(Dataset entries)
▼
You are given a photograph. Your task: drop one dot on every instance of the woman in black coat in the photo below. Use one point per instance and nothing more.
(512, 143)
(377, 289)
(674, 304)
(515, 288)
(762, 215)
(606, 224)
▲
Work instruction: Retype all of the records so that every line matches the original exactly.

Exercise output:
You are given a photograph. Your task: drop one dot on every instance of the woman in black coat in the photo below. Use one point per instance and nothing more.
(512, 143)
(377, 289)
(674, 304)
(515, 288)
(762, 215)
(606, 224)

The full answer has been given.